Exercise aim: Rewrite the entries below, changing every "pin" to "marker" and leaving everything else the same.

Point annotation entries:
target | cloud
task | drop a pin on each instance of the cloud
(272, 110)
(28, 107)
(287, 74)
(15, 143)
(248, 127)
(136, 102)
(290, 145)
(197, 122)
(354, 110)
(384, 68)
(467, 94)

Expected answer:
target | cloud
task | drop a marker on each instance of the cloud
(272, 110)
(28, 107)
(287, 74)
(15, 143)
(248, 127)
(136, 102)
(290, 145)
(197, 122)
(354, 110)
(384, 68)
(467, 94)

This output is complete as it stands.